REQUIREMENT 1 » Format the records below as a numbered list with blank lines omitted. Begin at the line containing "Kindly outline every instance of the grey" and continue through the end of the records.

* START EXCERPT *

I am currently working on a project that is trying to transfer raw video from the i.MX6 Solo ARM processor
over a PCIe link to an FPGA. The i.MX6 in this case serves as the root complex(RC), and the FPGA is the Endpoint.
We are using a pcie x1 gen1 link.

   

The firmware running on the i.MX6 is based on this demo https://community.freescale.com/docs/DOC-95014
Basically we want to use IPU to transfer frames to memory that is connected to the FPGA and read it back.

   

I have attached screenshots from the FPGA's on-chip logic analyzer showing that writing data works fine and with
reasonable link utilization. In the logic analyzer screenshots the x_st signals indicate the first 32-bit doubleword
in a packet, and x_end indicates the last 32-bit doubleword in the packet.

   

However, we have a problem with reading data from the FPGA.

   

In my opinion the problem is that the IPU doesn't read data the way it is supposed to do according to
the PCIe specification or the way it is usually used. The PCIe specification allows the root complex
to request a lot of data (for example 4KB), which the endpoint then completes with multiple 128B packets (TLPss).

* END EXCERPT *
* START SOURCE RECORDS *

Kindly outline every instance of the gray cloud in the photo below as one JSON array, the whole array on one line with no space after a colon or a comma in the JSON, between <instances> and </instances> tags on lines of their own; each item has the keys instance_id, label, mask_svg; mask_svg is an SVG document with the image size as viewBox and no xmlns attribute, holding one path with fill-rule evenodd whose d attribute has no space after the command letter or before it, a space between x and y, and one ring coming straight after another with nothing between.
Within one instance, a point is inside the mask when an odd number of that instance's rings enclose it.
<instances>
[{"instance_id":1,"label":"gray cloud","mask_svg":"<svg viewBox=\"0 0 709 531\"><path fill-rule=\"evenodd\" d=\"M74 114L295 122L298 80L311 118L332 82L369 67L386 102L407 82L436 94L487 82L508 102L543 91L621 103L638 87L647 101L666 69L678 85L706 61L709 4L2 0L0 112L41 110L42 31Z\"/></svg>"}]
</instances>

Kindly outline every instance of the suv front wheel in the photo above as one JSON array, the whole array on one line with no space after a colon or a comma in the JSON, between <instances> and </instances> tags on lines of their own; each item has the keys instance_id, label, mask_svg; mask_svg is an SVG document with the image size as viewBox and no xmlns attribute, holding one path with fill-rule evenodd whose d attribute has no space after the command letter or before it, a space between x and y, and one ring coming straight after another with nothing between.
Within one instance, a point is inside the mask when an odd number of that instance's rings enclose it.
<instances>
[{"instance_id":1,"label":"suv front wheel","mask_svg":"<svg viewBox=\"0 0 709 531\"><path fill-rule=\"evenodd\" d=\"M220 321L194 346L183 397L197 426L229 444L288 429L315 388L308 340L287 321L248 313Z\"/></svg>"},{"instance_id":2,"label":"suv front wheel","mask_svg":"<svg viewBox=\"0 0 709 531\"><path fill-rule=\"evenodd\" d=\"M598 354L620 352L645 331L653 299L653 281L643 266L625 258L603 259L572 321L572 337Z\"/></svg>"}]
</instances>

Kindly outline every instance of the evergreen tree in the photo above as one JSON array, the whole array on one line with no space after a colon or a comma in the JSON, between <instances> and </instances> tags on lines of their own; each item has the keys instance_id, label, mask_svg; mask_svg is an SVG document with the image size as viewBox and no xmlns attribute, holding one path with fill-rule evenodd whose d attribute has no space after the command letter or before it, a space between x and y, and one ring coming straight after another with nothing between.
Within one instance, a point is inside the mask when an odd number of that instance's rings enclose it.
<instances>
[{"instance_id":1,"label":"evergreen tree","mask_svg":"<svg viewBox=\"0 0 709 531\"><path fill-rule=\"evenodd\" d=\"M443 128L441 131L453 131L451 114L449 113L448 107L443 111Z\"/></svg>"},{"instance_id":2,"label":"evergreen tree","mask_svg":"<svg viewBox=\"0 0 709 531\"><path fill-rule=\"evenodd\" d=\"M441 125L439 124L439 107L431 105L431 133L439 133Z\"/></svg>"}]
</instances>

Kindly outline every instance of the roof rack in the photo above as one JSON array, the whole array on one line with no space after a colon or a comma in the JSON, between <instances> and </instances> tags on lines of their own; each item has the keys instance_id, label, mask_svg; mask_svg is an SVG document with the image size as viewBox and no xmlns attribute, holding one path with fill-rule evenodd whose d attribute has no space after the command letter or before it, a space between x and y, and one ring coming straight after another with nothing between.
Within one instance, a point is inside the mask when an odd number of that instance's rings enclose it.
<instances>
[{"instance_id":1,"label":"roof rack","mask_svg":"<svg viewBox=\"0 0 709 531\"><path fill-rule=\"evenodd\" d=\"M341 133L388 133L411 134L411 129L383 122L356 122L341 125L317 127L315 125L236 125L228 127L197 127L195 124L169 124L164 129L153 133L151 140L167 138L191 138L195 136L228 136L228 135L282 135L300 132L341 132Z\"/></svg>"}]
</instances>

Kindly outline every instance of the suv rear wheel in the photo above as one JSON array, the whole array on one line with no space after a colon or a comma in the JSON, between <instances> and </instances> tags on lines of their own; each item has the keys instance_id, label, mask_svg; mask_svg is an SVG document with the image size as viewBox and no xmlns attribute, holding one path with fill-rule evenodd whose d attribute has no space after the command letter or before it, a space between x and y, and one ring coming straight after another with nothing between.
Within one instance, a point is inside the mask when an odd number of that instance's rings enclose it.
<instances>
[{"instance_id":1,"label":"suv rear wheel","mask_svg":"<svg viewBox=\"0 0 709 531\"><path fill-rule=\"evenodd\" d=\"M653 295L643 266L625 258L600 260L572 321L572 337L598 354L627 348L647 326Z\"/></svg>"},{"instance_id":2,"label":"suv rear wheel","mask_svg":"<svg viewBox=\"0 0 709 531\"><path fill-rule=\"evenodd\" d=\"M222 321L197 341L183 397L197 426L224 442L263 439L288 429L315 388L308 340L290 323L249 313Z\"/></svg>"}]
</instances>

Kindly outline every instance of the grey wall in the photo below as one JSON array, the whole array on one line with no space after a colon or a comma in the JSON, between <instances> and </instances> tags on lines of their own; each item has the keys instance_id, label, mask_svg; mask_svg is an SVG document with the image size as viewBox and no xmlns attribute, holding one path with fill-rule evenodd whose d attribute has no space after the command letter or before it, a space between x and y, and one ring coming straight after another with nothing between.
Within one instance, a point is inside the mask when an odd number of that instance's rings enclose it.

* END SOURCE RECORDS *

REQUIREMENT 2 » In the PCIe excerpt above, condense the paragraph beginning "I am currently working on a project" into a short bulleted list that keeps its main facts.

EXERCISE RESULT 1 »
1. Kindly outline every instance of the grey wall in the photo below as one JSON array, the whole array on one line with no space after a colon or a comma in the JSON, between <instances> and </instances> tags on lines of their own; each item has the keys instance_id, label, mask_svg; mask_svg is an SVG document with the image size as viewBox and no xmlns attribute, holding one path with fill-rule evenodd whose d attribute has no space after the command letter or before it, a space between x and y, and one ring coming straight after another with nothing between.
2. Within one instance, a point is inside the mask when an odd number of that instance's rings enclose it.

EXERCISE RESULT 2 »
- Goal: transfer raw video from the i.MX6 Solo ARM processor to an FPGA over PCIe
- Roles: the i.MX6 is the root complex (RC), and the FPGA is the endpoint
- Link: PCIe x1 gen1